Tasks and exercises ▸
1. In the async Rust post, update the part that opens with the words containing "A little background" and closes with "protocols in Rust.", replacing "Arti" with "Artemis".
2. What is Arti, according to the post on async functions and Rust traits?

Rust doesn't yet support
asynchronous functions in traits, but
several important async-related traits (like
AsyncRead
and Stream
)
define their interface using functions that return
Poll
. So, what can
you do when you have a function that is async, and you need to use it to
implement one of these traits?
(I'll be assuming that you already know a little about pinning, futures, and async programming in Rust. That's not because they're easy “everybody-should-know-it” topics, but because I'm still learning them myself, and I don't understand them well enough be a good teacher. You can probably keep reading if you don't understand them well . )
A little background
Here's a situation I ran into earlier this year. In the end, I only solved it with help from Daniel Franke, so I decided that I should write up the solution here in case it can help somebody else.
I've been working on Arti, an
implementation of the
Tor protocols in Rust.
After a bunch of hacking, I finally got to the point where I had a DataStream
type that provides an anonymous connection over the Tor network:
impl DataStream {
pub async fn read(&mut self, buf: &mut[u8]) -> io::Result<usize>
{ ... }
pub async fn write(&mut self, buf: &[u8]) -> io::Result<usize>
{ ... }
}
Now, there's a lot of complexity hiding in those ellipses. Tor isn't a simple protocol: when it's trying to read, it may need to wait for data to arrive. It may also need to send messages in response to arriving data. It might need to update internal state, or even tear down an entire Tor circuit because of a protocol error. Async functions made it possible to implement all of this stuff in a more-or-less comprehensible way, so rewriting those functions to explicitly return a typed future was not an option.
But I wanted DataStream
to implement AsyncRead
and AsyncWrite
, so
I could use it with other code in the Rust async ecosystem. So let's
look at AsyncRead
(because it's simpler than AsyncWrite
). The only
required method in AsyncRead
is:
pub fn poll_read(
self: Pin<&mut Self>,
cx: &mut Context<'_>,
buf: &mut [u8]
) -> Poll<io::Result<usize>>
This read()
has to check whether there's data can be read into buf
immediately, without blocking. If there is, we read the data and
return the number of bytes we read. Otherwise, we have to schedule ourself on
cx
, and return Poll::Pending
.1
Moving forward, getting stuck
Compare poll_read
to the read
function in DataStream
. First off,
there's a mismatch between how these two functions use their output
buffers. Because DataStream::read
is async, it returns a future that
will hang on to its buffer until the future is finally ready. But
poll_read
has to return right away, and it can't store a reference to
its buffer at all. So I started by defining a wrapper variant of
DataStream
to implements the behavior that poll_read
would
need:2
pub struct DataReaderImpl {
s: DataStream,
pending: Vec<u8>
offset: usize,
len: usize,
}
pub struct DataReaderImpl {
s: DataStream,
pending: Vec<u8>
}
impl DataReaderImpl {
fn new(s: DataStream) -> DataReaderImpl {
DataReaderImpl {
s,
pending: Vec::new(),
}
}
// Load up to 1k into the pending buffer.
async fn fill_buf(&mut self) -> io::Result<usize> {
let mut data = vec![0;1024];
let len = self.s.read(&mut data[..]).await?;
data.truncate(len);
self.pending.extend(data);
Ok(len)

Dataset content ▸
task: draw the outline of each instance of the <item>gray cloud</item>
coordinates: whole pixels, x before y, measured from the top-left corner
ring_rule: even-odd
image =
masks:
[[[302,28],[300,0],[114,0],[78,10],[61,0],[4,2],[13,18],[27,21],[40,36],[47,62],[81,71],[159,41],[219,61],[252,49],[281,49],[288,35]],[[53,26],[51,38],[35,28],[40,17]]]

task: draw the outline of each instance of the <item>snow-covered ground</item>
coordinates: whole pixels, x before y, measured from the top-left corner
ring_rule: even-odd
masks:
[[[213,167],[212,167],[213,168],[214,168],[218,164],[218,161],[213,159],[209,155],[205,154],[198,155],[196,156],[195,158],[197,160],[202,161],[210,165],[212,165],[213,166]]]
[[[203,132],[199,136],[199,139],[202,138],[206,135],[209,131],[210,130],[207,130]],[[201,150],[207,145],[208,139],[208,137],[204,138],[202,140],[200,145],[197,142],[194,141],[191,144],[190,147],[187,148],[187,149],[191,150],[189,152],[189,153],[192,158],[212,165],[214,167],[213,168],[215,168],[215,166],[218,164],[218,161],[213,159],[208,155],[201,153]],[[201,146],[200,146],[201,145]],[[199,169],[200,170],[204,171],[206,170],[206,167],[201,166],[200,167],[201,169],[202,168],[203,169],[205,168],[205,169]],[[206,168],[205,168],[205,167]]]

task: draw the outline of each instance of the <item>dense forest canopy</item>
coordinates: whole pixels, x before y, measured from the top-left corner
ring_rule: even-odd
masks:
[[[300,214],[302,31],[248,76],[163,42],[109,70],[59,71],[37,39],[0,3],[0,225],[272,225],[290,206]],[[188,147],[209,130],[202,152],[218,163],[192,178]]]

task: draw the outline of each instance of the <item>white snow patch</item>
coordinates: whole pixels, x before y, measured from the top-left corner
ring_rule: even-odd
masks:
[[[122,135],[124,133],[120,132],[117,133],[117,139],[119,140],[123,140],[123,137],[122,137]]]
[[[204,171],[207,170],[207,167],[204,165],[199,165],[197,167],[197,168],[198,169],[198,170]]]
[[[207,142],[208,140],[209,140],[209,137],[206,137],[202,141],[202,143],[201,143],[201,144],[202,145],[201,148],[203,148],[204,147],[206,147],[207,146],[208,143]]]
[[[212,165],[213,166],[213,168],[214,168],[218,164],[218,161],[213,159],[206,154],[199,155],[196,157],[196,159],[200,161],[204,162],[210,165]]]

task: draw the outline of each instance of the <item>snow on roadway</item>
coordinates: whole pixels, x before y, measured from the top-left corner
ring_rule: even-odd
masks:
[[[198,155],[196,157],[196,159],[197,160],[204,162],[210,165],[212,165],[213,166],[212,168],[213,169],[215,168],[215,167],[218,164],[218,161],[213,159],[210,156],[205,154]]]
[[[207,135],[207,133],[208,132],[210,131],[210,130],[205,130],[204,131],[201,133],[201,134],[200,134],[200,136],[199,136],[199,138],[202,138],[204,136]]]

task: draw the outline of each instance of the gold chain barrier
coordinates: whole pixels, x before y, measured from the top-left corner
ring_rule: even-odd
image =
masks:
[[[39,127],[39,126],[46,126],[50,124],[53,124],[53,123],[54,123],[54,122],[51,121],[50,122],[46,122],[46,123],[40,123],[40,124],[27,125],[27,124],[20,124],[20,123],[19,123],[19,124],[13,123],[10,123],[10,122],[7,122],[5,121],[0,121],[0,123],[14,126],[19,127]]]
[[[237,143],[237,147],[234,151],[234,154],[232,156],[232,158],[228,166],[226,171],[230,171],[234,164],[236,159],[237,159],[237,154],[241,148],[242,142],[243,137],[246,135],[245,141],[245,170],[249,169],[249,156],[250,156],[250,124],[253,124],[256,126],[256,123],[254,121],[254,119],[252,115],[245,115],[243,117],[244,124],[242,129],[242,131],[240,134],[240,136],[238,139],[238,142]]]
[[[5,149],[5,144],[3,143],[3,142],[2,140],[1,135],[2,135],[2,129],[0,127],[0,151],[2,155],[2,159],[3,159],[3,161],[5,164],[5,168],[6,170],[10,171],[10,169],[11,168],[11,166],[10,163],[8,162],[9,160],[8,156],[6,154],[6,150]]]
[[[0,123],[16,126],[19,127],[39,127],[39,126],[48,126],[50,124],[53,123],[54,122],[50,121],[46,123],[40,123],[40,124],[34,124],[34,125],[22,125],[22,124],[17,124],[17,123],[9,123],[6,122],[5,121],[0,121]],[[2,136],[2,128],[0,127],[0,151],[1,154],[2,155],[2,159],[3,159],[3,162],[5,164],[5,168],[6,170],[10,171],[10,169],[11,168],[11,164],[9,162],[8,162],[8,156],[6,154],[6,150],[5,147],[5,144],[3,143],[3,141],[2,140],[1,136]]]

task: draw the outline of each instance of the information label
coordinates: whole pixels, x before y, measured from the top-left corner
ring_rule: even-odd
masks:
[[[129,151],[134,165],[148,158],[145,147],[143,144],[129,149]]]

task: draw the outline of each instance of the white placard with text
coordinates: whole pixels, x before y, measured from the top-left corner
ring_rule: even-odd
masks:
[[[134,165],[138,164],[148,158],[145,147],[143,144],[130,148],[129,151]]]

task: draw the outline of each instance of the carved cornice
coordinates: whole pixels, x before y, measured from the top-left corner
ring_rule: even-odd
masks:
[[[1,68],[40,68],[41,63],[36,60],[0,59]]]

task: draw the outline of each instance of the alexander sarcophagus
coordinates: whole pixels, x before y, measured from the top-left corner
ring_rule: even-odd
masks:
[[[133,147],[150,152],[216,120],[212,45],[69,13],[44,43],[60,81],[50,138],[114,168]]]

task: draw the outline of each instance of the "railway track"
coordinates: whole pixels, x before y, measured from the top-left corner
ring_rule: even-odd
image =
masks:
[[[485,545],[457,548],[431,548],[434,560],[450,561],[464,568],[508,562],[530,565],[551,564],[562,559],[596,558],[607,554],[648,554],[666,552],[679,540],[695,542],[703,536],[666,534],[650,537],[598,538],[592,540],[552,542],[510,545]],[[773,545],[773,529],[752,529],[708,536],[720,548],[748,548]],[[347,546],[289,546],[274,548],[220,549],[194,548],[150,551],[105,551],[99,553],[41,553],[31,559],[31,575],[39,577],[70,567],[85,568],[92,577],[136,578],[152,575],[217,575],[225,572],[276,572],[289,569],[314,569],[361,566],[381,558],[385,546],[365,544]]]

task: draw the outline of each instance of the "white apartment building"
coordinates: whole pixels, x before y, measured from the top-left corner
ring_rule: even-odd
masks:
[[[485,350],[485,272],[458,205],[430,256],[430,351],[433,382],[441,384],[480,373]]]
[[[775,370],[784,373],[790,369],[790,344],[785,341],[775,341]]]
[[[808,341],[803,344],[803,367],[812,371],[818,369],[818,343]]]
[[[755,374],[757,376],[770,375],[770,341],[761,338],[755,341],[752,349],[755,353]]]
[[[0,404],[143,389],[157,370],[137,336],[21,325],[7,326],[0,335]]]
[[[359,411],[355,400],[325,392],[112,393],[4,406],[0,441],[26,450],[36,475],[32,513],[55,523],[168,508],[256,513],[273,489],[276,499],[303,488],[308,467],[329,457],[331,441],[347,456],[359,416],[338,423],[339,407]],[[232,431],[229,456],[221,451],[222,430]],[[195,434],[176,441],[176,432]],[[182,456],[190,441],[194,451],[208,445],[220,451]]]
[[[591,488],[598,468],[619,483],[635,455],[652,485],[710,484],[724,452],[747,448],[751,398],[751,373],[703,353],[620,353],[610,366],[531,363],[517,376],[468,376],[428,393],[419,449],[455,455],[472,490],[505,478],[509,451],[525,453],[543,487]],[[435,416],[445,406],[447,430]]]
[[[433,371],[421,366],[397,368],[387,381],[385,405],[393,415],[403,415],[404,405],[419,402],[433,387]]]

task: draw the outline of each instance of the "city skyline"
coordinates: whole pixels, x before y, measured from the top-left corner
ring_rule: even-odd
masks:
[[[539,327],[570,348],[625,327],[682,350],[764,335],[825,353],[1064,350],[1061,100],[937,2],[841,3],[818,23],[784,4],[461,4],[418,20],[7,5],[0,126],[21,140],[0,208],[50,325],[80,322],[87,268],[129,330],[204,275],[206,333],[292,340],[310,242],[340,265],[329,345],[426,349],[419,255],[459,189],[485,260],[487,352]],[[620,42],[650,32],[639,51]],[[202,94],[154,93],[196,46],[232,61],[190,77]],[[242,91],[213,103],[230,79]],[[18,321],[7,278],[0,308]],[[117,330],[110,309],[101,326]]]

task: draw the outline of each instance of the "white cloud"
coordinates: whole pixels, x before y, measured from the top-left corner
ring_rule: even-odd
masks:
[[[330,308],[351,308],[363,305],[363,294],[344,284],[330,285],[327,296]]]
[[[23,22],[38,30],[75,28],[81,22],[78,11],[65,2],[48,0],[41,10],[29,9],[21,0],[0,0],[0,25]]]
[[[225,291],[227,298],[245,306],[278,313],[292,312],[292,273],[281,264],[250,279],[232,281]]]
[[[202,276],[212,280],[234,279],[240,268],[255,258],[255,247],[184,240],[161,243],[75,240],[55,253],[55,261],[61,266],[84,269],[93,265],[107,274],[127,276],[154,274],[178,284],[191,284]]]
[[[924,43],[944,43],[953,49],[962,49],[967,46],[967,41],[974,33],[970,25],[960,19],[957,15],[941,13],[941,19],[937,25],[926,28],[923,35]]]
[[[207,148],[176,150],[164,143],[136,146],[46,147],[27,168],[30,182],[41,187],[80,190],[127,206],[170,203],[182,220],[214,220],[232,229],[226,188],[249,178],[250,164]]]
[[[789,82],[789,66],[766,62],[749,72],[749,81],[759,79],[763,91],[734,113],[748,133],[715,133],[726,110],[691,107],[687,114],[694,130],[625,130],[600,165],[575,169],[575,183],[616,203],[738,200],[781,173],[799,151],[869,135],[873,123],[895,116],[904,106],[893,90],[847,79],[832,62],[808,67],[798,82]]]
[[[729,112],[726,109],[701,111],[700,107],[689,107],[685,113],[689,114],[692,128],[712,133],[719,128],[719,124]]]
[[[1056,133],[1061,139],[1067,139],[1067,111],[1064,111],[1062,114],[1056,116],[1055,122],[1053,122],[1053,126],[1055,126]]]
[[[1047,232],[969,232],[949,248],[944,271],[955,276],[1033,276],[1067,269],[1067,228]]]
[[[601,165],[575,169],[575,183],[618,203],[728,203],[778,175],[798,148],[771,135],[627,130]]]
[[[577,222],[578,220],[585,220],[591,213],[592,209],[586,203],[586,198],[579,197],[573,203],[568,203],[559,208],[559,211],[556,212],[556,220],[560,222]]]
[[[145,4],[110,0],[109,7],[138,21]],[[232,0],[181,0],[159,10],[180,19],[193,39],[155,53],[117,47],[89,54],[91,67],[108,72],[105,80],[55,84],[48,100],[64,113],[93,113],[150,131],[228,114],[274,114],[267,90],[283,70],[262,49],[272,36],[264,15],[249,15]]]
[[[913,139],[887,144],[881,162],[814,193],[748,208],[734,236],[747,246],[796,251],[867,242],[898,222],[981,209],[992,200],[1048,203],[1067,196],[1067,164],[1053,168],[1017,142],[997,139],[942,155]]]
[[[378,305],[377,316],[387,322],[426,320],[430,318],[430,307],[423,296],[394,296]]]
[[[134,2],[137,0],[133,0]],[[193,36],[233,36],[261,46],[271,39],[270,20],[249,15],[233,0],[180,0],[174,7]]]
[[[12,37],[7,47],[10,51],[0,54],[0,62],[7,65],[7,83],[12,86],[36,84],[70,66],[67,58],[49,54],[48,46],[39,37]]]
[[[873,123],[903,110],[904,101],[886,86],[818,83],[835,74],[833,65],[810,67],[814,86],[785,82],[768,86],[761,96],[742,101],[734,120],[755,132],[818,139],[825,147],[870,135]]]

Solutions to the problems ▸
1.
A little background
Here's a situation I ran into earlier this year. In the end, I only solved it with help from Daniel Franke, so I decided that I should write up the solution here in case it can help somebody else.
I've been working on Artemis, an
implementation of the
Tor protocols in Rust.

2. An implementation of the Tor protocols in Rust.